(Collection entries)
■ ■ ■ ■ ■ ■ ■

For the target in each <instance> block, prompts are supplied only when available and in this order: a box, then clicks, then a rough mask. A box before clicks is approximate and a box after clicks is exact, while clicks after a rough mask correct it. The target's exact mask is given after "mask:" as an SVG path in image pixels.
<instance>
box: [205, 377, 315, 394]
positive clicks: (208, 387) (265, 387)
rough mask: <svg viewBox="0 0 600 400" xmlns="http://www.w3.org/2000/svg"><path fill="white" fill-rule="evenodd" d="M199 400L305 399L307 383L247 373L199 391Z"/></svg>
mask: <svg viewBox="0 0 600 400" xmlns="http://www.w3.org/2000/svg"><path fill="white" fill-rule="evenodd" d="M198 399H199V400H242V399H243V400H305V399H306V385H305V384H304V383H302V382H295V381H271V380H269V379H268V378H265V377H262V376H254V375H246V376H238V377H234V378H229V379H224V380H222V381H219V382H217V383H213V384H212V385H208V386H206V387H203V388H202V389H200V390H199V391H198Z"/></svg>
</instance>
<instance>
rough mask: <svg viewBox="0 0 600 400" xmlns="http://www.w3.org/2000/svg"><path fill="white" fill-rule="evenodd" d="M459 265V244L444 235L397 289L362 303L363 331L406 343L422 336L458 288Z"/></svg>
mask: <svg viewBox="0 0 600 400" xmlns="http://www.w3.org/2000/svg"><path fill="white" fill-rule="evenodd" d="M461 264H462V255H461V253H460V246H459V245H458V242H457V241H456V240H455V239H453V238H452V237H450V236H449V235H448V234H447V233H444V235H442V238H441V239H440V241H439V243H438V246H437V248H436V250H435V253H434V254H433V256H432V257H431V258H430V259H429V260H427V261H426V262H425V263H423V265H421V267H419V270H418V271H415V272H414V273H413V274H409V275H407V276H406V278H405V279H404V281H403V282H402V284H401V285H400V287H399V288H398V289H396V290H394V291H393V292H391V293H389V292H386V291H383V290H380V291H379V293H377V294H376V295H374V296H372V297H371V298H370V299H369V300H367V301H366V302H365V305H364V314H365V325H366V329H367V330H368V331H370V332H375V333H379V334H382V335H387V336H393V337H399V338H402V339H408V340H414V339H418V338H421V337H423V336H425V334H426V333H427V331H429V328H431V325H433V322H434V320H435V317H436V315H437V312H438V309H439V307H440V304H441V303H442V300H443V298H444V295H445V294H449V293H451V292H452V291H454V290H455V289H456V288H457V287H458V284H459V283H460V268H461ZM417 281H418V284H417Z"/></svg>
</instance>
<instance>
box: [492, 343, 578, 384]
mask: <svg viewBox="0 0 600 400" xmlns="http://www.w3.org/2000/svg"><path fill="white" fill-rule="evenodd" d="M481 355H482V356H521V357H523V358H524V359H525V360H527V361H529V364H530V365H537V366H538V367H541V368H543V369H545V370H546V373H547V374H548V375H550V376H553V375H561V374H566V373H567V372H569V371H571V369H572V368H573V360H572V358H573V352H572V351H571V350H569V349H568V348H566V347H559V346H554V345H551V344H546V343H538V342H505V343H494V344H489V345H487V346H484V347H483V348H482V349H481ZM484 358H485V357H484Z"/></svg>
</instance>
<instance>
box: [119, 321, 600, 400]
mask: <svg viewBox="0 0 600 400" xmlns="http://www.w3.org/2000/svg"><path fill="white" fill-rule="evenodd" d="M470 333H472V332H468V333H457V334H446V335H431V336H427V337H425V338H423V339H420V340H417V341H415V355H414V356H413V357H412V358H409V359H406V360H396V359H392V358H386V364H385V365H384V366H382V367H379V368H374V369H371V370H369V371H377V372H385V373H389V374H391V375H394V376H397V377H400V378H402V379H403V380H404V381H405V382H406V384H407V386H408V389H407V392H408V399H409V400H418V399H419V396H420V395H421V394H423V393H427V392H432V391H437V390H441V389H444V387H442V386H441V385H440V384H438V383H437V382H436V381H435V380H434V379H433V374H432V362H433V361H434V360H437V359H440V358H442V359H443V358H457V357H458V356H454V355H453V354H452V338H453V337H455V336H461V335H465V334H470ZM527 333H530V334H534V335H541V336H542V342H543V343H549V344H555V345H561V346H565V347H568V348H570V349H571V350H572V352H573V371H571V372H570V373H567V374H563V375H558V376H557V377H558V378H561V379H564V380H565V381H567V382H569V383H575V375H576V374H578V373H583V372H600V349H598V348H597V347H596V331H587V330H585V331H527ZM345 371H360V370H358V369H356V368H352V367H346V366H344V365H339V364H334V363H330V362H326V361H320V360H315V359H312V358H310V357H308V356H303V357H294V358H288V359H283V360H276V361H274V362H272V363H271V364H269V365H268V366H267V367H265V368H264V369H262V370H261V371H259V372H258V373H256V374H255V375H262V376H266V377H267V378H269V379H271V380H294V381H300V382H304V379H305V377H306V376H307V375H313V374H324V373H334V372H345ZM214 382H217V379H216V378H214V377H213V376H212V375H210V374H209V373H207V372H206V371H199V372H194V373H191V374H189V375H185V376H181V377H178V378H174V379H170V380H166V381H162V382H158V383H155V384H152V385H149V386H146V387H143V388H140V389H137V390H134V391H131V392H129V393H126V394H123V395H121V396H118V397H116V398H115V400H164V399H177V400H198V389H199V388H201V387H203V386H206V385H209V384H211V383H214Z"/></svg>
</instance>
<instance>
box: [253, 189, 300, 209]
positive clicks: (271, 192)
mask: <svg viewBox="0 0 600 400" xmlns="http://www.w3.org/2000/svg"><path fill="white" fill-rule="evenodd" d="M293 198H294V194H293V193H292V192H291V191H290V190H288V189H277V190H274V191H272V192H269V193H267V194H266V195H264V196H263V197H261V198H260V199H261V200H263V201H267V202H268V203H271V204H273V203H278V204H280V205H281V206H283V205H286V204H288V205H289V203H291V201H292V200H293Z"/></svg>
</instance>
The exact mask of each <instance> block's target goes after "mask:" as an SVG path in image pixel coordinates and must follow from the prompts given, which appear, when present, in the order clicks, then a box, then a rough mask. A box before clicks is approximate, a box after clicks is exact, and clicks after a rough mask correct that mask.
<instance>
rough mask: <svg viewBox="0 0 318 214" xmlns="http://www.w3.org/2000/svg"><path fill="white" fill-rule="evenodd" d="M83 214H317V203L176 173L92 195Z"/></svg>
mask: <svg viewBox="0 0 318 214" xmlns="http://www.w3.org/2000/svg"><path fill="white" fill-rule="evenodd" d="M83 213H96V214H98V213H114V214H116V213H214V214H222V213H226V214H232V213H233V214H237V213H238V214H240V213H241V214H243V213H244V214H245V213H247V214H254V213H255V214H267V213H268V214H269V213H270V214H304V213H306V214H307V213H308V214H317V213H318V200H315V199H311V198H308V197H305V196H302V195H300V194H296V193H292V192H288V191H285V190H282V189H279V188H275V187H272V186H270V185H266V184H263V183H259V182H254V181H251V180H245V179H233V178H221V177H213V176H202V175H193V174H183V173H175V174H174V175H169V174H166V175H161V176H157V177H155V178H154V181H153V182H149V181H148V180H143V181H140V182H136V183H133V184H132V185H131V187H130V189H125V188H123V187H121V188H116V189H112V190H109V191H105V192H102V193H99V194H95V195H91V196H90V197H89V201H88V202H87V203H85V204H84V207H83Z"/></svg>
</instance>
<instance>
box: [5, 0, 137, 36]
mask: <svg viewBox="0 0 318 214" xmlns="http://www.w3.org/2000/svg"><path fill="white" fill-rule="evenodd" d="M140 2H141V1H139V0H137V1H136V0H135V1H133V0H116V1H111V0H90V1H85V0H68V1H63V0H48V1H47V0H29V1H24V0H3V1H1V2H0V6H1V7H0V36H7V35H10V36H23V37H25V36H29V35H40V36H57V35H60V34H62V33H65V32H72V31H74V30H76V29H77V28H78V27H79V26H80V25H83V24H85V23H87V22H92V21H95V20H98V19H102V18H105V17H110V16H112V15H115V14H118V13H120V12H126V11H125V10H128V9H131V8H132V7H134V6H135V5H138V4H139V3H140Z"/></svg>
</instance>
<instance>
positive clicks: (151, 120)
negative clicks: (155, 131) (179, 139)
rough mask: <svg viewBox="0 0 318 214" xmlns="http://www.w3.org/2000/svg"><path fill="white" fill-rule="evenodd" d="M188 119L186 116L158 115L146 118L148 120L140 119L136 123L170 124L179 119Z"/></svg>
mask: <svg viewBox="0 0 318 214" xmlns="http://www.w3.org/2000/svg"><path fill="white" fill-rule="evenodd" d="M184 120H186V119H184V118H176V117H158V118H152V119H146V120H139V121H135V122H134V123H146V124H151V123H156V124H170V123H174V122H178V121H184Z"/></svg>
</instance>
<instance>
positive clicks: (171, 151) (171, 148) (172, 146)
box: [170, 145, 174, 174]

■ ■ ■ ■ ■ ■ ■

Assigned task: Can you repeat the records above word for word, from their first line through the line containing "positive clicks: (208, 387) (265, 387)", with both ends included?

Result of this exercise:
For the target in each <instance> block, prompts are supplied only when available and in this order: a box, then clicks, then a rough mask. A box before clicks is approximate and a box after clicks is exact, while clicks after a rough mask correct it. The target's exact mask is given after "mask:" as an SVG path in image pixels.
<instance>
box: [205, 377, 315, 394]
positive clicks: (208, 387) (265, 387)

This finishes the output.